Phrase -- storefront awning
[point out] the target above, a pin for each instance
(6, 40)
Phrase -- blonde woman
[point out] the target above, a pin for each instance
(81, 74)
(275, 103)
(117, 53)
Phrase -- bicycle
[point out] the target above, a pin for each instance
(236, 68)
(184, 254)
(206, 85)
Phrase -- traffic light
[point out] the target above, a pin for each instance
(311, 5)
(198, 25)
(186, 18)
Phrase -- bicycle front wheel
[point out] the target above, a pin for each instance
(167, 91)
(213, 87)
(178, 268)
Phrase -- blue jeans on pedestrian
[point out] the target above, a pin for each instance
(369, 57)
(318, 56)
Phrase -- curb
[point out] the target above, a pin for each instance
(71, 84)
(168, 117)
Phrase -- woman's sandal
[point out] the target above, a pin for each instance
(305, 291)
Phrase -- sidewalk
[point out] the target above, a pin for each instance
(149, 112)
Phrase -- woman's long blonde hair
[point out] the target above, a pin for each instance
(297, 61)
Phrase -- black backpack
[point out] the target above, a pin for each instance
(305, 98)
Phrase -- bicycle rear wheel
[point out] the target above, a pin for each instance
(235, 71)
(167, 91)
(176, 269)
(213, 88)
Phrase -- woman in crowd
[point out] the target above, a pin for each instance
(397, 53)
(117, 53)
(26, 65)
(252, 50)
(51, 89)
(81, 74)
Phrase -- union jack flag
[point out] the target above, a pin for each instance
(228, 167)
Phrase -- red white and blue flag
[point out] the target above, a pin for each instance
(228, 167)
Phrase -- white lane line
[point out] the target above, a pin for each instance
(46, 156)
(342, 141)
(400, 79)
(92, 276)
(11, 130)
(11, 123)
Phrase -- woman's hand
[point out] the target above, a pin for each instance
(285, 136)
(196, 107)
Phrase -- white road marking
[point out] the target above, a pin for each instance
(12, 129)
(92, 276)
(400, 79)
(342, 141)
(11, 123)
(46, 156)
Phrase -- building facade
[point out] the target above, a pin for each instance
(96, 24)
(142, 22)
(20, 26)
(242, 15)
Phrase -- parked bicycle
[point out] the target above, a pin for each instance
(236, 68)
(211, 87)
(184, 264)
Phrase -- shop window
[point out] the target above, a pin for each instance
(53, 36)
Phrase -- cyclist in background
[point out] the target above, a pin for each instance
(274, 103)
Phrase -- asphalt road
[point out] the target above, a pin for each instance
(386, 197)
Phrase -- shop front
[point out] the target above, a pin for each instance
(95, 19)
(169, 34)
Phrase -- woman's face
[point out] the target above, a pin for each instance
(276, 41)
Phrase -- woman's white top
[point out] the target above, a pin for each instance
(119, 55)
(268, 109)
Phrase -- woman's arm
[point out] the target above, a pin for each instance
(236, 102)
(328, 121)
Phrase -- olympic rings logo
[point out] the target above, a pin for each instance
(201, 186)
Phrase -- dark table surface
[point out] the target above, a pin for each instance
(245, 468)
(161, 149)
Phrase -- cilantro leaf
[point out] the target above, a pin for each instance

▬▬▬

### Aim of the task:
Reproduce the items word for word, starting at the line that contains "Phrase -- cilantro leaf" and continuing through the last line of the items.

### Expected answer:
Phrase -- cilantro leaf
[point out] the target above, a pin for each instance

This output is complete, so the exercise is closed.